Work instructions: From the post on the Health Research Authority below, return word for word the part that opens with the words containing "Answers to some" and closes with "for primary legislation.".

=== Document passage ===

Some answers on the Health Research Authority..

Posted on September 14, 2011 by


Answers to some questions Lord Willis posed about the government’s plans for the new Health Research Authority today.. They confirm the governments plans to establish the authority initially as a special health authority, but don’t give any more clues as to the timing of this other than it will be this year… so we can expect a statutory instrument to set it up soon.

They also confirm that no primary legislation will be necessary to undertake the activity they’ve announced to streamline processes in NHS foundation trusts – so these activities will get going without having to wait for primary legislation.

Interestingly, it’s not clear that this streamlining of NHS foundation trust approval and compliance processes will be led by the authority at all. The single health regulator envisioned by the academy of medical sciences would have led this work, but the distinction in this answer suggests that the government’s plan may not involve the authority leading on this.

Health: Medical Research


Asked by Lord Willis of Knaresborough

To ask Her Majesty’s Government what plans they have to streamline the compliance and approval processes for medical and health research; and when they intend to publish their proposals.[HL11730]

To ask Her Majesty’s Government whether primary legislation will be required to streamline the approval and compliance processes for NHS foundation trusts to take part in patient trials for medical and health related research; and, if not, how the Government will impose requirements on independent foundation trusts.[HL11731]

The Parliamentary Under-Secretary of State, Department of Health (Earl Howe): At a national level, the Government will create a health research regulatory agency to combine and streamline the approvals for health research which are at present scattered across many organisations. This will reduce the regulatory burden on research-active businesses, universities and the National Health Service, improve the timeliness of decisions about research projects and hence the cost-effectiveness of their delivery in the United Kingdom. This action has clear support from the Academy of Medical Sciences review of health research regulation and governance. As a first step, the Government will establish this year a special health authority with the National Research Ethics Service as its core. The new agency will work closely with the Medicines and Healthcare products Regulatory Agency to create a unified approval process and promote proportionate standards for compliance and inspection within a consistent national system of research governance.

At a local level, the Government will radically transform the incentives for efficiency in research initiation and delivery. In May, the Government launched through the National Institute of Health Research (NIHR) a framework of good practice and standard procedures called the NIHR Research Support Services to facilitate consistent local research management and greatly improve performance. NHS providers which adopt these standards will stop unnecessary duplication of checks. They will publish metrics regularly on their performance. They will have access to NIHR financial support for these activities. For clinical trials, the NIHR will from 2012 publish outcomes against public NIHR benchmarks, including an initial benchmark of 70 days or less from the time a provider receives a valid research protocol to the time when that provider recruits the first patient for that study. In future, NIHR funding to providers of NHS services will become conditional on meeting benchmarks, including the 70-day benchmark to recruit first patients for trials. The NIHR will make this a condition of new contracts from autumn 2011 and performance will affect funding from 2013.

=== Entries provided ===

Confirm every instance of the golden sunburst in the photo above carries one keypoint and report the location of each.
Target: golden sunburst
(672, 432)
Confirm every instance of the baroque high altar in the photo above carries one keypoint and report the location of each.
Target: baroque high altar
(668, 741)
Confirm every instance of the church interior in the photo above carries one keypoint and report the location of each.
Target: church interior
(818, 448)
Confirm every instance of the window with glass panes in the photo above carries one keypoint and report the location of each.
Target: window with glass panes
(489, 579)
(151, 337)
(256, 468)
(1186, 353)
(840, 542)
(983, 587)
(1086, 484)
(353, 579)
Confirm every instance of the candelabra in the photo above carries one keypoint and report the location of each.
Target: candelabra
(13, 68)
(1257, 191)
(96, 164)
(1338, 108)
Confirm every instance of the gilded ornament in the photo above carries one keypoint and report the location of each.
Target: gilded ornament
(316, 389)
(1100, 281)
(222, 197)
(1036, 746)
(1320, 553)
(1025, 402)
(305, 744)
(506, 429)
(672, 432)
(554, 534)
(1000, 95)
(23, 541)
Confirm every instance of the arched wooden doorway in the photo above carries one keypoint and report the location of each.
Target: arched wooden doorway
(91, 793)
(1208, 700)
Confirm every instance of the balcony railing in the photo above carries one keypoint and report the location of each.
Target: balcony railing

===

Response:
Answers to some questions Lord Willis posed about the government’s plans for the new Health Research Authority today.. They confirm the governments plans to establish the authority initially as a special health authority, but don’t give any more clues as to the timing of this other than it will be this year… so we can expect a statutory instrument to set it up soon.

They also confirm that no primary legislation will be necessary to undertake the activity they’ve announced to streamline processes in NHS foundation trusts – so these activities will get going without having to wait for primary legislation.